■ STATED GOAL 1 ■
Using the essay on a proposed crypto mining tax, explain in one to three sentences why the essay considers "mining" a fitting name for what Proof of Work miners do.
■ STATED GOAL 2 ■
Render into French this sentence from the essay on a proposed crypto mining tax: "The puzzle was meaningless – no one cared about the answer – but it was integrated neatly into the blockchain itself."
■ STATED GOAL 3 ■
Answer these questions from the essay on a proposed crypto mining tax:
(a) What rate does the White House propose for the tax?
(b) What must nodes solve in order to have the chance to confirm a block of new transactions?
(c) Besides new bitcoins, what did miners receive for their trouble?

■ PROVIDED PASSAGE ■
## BEGIN

A new mining tax on crypto?

Joshua Gans

The White House recently proposed a new mining tax. Their 30 percent tax will be imposed not on the mining of minerals but on the mining of cryptocurrencies. But the so-called DAME Tax seems unlikely to accomplish any of the goals that the administration has laid out to justify it. The intention is to reduce any negative impact from cryptocurrency mining on local electricity prices and global pollution. However, while a tax can reduce crypto-mining in the US, it is far from obvious, from an economics perspective, that the other goals will follow. 

Mining taxes can be popular amongst economists. Minerals are a pure gift from the land that no one who has been around for the last 100,000 years was responsible for. While it takes some effort to extract and then ship minerals, some great luck is involved in having the license to mine a particular tract of land. The economic term for the profits that flow from this is called rent. Even if the government imposes a resource rent tax, the land will likely be mined anyway. All that changes is who gets the rent – the miner or the government – which makes the tax less popular amongst miners.

It seems perhaps unfair to compare mineral mining to crypto mining, but the crypto community chose the name for a reason. In Proof of Work blockchains, what legitimizes nodes – which propose and confirm blocks of transactions at any given time – is that they have to demonstrate that they are there to behave well and not obstruct or attack the underlying network. Satoshi Nakamoto went to some considerable effort to outline what might constitute “work” for the Bitcoin blockchain and to design it in such a way that it could scale.

Nakamoto’s notion of work was imposed on everybody who wanted to be a node to help run the network – an entry fee if you will. To get the chance to confirm a block of new transactions, nodes would have to compete to solve a simple computational puzzle. The puzzle was meaningless – no one cared about the answer – but it was integrated neatly into the blockchain itself. To win this computational contest, miners had to find the answer before anyone else. While they couldn’t guarantee that outcome, the more resources – that is, compute – they applied to the problem, the more likely it was that they would win. 

And what did miners get for their trouble? Transaction fees paid by users, for starters. But, more significantly, they also received new bitcoins. Just how much they earned changed over time, but when bitcoins started to be worth some real money, the prize for ten minutes of computational effort became significant. They searched and dug (by offering resources and guessing puzzle answers), and then “extracted” (by receiving tokens if they solved it): mining.

## END

■ MATERIAL PROVIDED ■

## BEGIN

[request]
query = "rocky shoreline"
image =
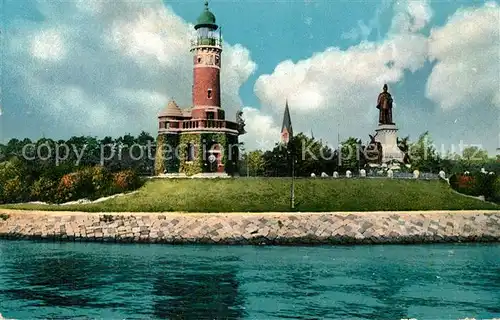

## END

■ EXERCISE SOLUTION 1 ■
Miners search and dig by committing resources and guessing puzzle answers, and they then "extract" value by receiving tokens when they solve the puzzle. This parallels mineral mining, where effort goes into extracting something valuable from the land.

■ EXERCISE SOLUTION 2 ■
L'énigme n'avait aucun sens – personne ne se souciait de la réponse – mais elle était intégrée de manière élégante dans la blockchain elle-même.

■ EXERCISE SOLUTION 3 ■
(a) 30 percent
(b) A simple computational puzzle
(c) Transaction fees paid by users